• **EXERCISE OBJECTIVE**
Nothing but a number should be given: how many lines in the listing contain the word "yellow".

------ WORKING DATA ------

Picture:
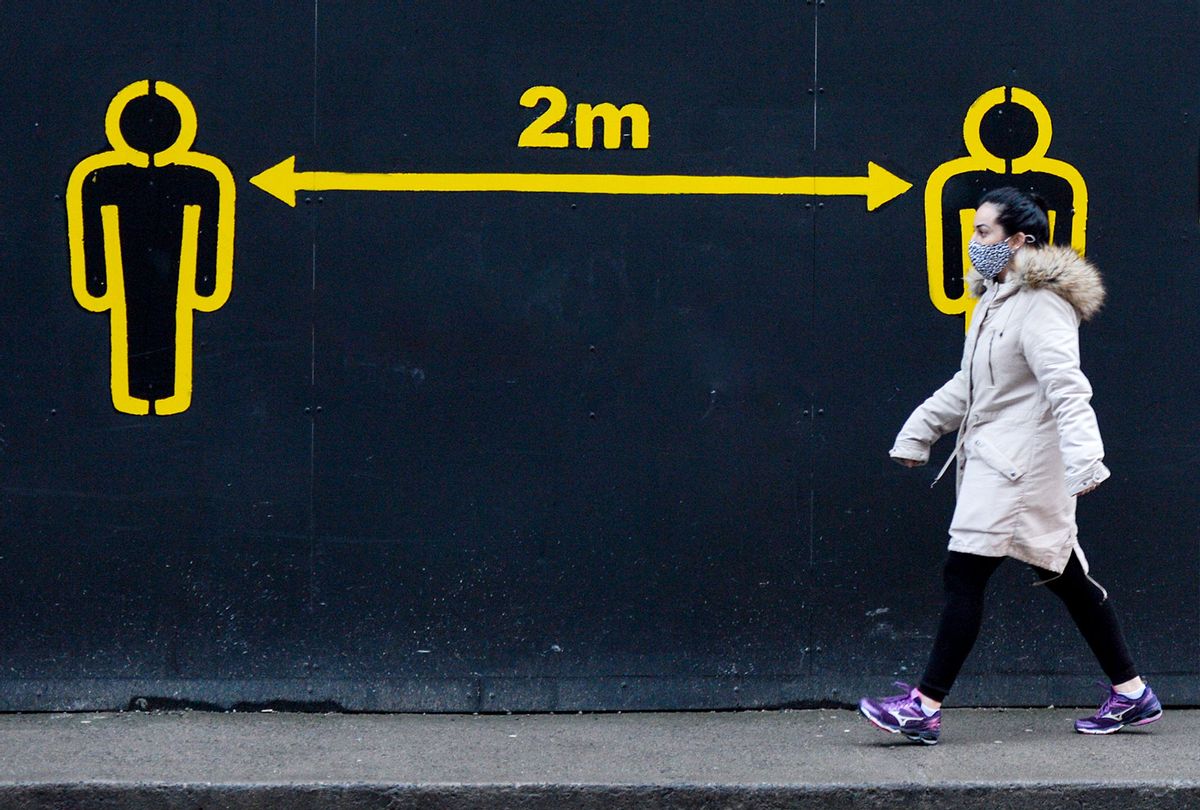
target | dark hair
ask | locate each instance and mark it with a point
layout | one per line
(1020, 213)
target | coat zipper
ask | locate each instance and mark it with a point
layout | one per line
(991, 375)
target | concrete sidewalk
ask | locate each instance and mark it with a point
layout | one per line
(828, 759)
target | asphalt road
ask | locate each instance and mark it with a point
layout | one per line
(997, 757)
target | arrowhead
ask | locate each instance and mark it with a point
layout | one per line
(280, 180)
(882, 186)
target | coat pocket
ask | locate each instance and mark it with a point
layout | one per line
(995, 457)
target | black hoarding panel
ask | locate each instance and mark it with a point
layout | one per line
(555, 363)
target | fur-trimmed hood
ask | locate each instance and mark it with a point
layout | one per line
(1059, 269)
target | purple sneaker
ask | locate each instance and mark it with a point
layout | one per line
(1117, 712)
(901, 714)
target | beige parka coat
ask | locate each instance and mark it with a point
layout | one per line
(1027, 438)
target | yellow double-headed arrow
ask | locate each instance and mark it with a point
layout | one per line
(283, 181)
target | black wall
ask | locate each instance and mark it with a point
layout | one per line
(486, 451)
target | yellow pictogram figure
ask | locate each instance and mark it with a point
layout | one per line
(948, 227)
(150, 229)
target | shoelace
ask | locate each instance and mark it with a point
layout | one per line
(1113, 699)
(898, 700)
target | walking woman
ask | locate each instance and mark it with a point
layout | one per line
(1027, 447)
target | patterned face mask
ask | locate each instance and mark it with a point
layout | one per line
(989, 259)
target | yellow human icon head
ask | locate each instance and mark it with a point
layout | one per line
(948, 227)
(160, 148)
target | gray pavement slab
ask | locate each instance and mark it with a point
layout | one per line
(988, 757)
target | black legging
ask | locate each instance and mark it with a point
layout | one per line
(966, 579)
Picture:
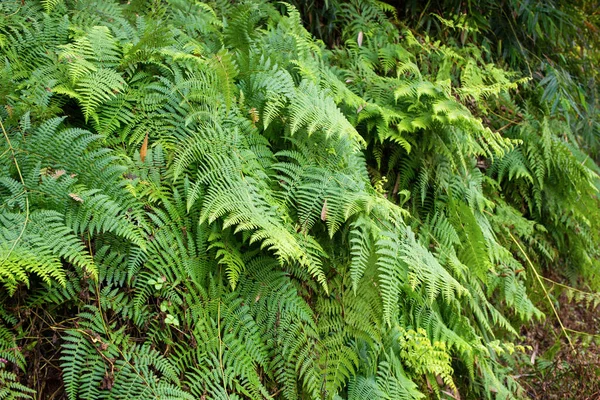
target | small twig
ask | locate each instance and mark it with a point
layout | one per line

------

• **RESULT OF THE EXERCISE**
3